■ Passage shown
Migration-Related Detention and International Law
UN Charter-Based Human Rights Mechanisms
The UN Commission on Human Rights, which was replaced by the Human Rights Council in 2006, created a number of special enquiry mechanisms—also known as Special Procedures—to address both specific country situations and thematic issues. These mechanisms are frequently referred to as “Charter-based” because authority to create these is derived from the UN Charter. Most of these mechanisms receive information regarding alleged human rights violations and send communications to governments asking for clarification; they carry out country visits to investigate the situation of human rights at the national level; and they issue reports, including thematic reports focusing on issues of special concern. The Special Procedures can address all countries and, in carrying out their work, will take into account each state’s obligations under international law. As of mid-2008, there were 29 thematic and 9 country mandates. Among those with particular relevance to the Global Detention Project are:
- Special Rapporteur on Torture
- Working Group on Arbitrary Detention
- Special Rapporteur on the Human Rights of Migrants
- Special Rapporteur on the Trafficking in Persons
- Special Rapporteur on Violence against Women
- Special Rapporteur on the Sale of Children, Child Prostitution, and Child Pornography
Special Rapporteur on Torture and Other Cruel, Inhuman, or Degrading Treatment or Punishment
The mandate of the Special Rapporteur on Torture was created in 1985 by Commission Resolution 1985/33 . The Special Rapporteur has occasionally addressed the treatment of non-citizens in detention. For example, in his 2003 report to the Human Rights Commission, then-Special Rapporteur Theo van Boven highlighted migration-related detention as a factor that can conduce to ill treatment. He wrote: “The Special Rapporteur notes that one of the most frequent obstacles to the respect of the human dignity and to the prohibition of torture and other forms of ill-treatment in places of detention is overcrowding. In order to improve the conditions of detention and in accordance with international standards … the Special Rapporteur encourages States to avoid holding people in custody where possible. This is particularly applicable in cases of pre-trial detention and detention of children, asylum-seekers, and refugees” ( Special Rapporteur on Torture Theo van Boven 2003 , para. 49).

■ Materials provided
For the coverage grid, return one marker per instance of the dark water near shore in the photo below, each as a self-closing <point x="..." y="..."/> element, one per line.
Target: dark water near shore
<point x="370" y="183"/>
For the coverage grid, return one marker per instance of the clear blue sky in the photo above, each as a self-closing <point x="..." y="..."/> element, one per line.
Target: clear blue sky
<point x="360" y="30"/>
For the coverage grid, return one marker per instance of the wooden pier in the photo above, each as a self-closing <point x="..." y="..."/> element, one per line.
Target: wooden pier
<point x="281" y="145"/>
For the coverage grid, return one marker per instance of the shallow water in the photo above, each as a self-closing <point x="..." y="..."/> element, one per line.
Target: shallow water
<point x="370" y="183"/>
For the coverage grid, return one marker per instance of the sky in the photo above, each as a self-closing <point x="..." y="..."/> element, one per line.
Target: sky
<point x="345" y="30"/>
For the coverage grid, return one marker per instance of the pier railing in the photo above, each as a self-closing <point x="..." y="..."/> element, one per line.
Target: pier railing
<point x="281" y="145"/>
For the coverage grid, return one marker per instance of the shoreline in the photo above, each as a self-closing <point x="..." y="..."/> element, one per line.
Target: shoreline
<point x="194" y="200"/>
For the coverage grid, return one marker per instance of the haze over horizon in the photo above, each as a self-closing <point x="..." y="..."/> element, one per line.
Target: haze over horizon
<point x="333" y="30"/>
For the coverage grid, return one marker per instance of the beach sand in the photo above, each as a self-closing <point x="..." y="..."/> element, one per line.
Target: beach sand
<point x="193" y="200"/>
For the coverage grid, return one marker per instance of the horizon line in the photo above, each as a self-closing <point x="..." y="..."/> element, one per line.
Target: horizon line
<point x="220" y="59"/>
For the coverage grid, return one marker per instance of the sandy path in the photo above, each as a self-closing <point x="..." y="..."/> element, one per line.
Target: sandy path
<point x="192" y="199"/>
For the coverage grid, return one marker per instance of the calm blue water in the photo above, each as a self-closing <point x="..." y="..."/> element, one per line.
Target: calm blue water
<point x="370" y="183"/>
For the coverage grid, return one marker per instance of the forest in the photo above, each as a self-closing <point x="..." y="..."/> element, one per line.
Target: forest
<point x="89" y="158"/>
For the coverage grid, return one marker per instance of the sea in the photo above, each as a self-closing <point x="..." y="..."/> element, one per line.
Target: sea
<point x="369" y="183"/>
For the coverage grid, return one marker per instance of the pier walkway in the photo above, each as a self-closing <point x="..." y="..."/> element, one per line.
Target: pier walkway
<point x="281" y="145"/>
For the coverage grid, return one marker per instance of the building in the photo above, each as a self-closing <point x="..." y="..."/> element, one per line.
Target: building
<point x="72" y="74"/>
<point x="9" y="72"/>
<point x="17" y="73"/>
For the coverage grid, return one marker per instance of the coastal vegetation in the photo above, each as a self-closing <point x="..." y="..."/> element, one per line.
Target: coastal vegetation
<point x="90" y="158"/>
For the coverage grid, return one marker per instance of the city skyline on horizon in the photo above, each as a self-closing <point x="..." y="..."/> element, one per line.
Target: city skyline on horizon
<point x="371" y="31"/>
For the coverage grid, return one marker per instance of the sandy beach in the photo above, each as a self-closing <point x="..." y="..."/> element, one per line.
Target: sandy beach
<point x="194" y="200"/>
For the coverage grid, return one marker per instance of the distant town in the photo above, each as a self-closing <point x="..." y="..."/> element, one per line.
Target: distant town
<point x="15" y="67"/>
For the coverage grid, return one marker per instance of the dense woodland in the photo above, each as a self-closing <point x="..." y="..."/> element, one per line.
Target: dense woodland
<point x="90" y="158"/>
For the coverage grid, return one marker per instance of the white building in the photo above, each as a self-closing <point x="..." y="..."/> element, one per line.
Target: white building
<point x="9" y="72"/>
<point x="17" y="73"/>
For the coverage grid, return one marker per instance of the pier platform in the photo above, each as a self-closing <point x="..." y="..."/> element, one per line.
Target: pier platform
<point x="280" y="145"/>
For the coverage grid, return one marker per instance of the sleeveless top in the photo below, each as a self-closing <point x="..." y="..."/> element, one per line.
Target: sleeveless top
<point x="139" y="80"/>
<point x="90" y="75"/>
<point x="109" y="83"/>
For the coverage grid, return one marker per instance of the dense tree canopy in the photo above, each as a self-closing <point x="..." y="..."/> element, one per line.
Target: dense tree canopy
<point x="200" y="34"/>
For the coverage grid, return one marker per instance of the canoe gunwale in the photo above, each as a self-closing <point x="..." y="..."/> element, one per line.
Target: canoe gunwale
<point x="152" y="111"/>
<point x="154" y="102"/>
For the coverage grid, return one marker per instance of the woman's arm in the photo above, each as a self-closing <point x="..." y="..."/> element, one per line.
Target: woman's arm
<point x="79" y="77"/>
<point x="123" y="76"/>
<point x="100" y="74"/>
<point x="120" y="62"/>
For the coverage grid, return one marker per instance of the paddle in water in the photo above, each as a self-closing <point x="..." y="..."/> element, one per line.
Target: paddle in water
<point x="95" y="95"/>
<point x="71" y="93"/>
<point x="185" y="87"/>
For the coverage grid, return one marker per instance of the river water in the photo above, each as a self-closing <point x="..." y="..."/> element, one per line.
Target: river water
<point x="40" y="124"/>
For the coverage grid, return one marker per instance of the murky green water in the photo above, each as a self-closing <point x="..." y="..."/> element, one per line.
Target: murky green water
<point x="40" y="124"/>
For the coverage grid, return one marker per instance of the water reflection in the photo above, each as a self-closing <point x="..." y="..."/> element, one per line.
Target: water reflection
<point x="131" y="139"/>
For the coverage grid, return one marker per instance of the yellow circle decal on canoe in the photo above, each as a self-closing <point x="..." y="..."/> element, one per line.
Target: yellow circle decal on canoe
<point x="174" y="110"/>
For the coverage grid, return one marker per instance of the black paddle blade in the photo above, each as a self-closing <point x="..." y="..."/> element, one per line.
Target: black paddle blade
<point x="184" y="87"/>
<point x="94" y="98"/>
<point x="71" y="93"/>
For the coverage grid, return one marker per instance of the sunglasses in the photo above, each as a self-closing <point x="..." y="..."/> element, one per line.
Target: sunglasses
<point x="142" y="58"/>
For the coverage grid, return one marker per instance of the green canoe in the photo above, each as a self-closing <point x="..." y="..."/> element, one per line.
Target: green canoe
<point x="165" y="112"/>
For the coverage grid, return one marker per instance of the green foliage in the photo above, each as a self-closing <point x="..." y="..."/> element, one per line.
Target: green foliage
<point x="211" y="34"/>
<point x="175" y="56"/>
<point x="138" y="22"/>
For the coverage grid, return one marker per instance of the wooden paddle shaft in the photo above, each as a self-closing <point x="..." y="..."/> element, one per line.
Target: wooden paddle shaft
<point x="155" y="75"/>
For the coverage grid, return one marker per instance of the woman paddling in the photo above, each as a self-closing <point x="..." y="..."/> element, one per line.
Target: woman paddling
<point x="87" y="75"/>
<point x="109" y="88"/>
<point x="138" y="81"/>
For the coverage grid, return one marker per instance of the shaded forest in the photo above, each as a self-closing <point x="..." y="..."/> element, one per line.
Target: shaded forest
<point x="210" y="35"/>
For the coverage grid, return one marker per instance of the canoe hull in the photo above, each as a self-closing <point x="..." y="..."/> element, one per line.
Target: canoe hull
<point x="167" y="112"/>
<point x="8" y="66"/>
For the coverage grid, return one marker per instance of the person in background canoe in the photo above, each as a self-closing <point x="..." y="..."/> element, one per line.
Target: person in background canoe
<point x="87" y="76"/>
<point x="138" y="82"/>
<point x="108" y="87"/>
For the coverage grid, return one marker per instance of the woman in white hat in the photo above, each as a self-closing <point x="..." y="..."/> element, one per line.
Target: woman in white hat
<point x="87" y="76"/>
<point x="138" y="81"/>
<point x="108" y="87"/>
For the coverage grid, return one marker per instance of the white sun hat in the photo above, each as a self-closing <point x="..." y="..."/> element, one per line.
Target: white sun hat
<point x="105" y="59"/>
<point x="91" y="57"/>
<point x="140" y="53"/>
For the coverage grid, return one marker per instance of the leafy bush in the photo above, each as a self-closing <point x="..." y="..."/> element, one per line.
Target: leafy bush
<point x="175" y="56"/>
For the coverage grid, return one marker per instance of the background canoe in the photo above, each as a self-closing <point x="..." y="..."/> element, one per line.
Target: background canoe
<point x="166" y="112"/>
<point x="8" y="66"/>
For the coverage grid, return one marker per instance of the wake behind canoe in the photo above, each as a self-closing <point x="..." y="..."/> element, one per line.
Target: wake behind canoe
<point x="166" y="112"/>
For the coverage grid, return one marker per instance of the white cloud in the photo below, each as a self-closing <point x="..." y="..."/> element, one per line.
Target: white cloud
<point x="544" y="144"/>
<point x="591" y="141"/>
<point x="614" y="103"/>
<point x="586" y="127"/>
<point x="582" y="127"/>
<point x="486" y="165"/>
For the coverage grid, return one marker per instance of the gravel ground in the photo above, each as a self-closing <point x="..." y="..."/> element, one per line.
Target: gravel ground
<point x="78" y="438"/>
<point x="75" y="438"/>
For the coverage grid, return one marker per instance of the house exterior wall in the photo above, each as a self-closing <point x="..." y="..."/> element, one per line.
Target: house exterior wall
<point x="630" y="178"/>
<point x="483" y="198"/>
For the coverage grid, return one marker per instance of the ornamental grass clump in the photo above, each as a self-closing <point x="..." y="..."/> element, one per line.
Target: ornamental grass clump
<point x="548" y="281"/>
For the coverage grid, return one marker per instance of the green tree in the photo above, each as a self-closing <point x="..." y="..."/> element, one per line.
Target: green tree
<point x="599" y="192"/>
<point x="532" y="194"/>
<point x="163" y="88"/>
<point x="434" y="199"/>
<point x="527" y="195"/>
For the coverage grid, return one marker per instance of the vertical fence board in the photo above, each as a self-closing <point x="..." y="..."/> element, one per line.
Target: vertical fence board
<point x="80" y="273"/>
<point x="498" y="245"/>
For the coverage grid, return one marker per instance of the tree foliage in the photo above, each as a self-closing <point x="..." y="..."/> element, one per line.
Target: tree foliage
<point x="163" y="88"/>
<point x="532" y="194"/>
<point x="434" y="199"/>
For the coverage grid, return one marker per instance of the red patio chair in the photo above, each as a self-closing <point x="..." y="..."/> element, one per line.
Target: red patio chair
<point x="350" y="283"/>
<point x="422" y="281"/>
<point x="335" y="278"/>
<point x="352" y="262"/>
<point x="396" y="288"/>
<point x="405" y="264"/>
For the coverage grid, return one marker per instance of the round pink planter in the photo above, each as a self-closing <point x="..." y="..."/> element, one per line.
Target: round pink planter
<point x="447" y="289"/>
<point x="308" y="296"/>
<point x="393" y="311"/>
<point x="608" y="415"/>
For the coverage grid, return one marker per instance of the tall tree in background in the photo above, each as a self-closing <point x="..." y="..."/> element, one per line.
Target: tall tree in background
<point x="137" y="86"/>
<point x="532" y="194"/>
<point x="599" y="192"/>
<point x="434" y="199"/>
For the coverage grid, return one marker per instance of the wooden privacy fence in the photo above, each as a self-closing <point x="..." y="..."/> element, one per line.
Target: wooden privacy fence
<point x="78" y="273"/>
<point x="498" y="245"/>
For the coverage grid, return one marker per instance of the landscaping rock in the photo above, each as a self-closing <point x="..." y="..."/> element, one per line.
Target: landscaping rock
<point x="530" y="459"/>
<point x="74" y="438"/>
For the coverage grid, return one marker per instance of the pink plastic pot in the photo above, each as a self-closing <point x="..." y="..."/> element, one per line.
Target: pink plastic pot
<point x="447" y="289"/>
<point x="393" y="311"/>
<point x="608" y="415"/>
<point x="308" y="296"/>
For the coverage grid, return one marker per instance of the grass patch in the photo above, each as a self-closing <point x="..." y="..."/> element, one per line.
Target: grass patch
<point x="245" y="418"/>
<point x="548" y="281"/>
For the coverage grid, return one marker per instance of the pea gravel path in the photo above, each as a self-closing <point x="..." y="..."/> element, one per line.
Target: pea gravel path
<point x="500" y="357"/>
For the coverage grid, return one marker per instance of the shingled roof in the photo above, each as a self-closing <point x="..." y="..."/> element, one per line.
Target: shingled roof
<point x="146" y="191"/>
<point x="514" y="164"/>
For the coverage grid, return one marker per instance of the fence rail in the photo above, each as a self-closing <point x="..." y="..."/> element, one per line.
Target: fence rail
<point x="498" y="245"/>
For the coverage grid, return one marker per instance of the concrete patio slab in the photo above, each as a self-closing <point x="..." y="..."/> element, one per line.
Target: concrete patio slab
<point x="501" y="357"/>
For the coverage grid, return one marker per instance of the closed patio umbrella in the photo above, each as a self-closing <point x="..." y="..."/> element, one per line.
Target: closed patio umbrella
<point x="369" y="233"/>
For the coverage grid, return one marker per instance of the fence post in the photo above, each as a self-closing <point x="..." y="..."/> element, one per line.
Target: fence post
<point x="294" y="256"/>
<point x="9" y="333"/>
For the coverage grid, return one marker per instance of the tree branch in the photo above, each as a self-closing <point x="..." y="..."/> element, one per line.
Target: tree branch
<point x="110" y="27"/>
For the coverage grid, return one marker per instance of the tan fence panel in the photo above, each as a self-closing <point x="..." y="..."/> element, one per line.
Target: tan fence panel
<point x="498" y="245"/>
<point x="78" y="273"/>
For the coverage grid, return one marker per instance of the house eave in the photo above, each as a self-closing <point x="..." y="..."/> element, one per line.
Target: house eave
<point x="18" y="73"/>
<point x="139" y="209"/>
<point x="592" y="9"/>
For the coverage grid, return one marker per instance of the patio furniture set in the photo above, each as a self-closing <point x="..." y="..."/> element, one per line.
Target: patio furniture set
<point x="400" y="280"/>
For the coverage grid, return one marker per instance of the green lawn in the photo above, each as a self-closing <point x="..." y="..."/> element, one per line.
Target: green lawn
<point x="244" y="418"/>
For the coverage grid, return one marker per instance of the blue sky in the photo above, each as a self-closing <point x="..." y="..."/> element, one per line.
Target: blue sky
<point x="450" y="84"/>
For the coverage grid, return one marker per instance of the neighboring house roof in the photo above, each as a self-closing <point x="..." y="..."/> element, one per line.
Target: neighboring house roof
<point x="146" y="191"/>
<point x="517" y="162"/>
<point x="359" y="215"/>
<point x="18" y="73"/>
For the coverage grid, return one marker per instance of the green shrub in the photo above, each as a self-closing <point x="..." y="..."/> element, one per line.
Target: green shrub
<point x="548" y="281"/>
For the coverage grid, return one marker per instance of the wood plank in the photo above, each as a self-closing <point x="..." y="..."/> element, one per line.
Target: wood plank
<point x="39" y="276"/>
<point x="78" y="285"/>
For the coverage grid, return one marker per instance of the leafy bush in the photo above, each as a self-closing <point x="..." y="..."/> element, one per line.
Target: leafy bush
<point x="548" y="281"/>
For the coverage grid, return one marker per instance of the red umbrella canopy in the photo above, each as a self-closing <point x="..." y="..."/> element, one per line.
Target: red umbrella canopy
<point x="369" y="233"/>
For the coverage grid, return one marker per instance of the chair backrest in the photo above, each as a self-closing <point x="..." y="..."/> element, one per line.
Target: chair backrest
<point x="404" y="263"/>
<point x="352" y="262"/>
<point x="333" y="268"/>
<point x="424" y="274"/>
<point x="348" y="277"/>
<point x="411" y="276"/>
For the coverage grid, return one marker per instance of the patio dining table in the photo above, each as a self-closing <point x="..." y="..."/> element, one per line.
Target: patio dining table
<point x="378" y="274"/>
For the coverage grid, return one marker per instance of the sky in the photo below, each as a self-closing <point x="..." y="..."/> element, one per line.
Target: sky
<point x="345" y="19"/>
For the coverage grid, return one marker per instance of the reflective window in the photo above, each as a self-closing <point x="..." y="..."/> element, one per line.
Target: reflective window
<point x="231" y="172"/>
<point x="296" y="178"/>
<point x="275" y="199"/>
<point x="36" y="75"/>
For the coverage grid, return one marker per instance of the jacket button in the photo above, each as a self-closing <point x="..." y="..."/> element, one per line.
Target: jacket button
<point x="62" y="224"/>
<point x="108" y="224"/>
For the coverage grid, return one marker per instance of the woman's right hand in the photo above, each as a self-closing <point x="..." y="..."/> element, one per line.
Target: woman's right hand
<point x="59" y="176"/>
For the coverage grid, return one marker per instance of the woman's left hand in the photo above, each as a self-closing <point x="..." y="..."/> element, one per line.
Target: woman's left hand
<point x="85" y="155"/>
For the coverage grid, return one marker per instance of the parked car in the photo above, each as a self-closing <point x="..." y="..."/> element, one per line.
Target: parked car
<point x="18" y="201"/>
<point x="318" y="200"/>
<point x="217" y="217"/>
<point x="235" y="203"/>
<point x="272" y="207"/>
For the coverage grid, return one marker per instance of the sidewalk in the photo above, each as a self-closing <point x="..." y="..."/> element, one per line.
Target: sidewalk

■ Set task A
According to the passage on Charter-based human rights mechanisms, how many thematic and country mandates existed as of mid-2008?
■ Set task B
Report every line of the records that contains the string "city".
The passage and the records are separate material with no connection between them.

■ Correct response A
There were 29 thematic mandates and 9 country mandates.

■ Correct response B
For the coverage grid, return one marker per instance of the city skyline on horizon in the photo above, each as a self-closing <point x="..." y="..."/> element, one per line.
Target: city skyline on horizon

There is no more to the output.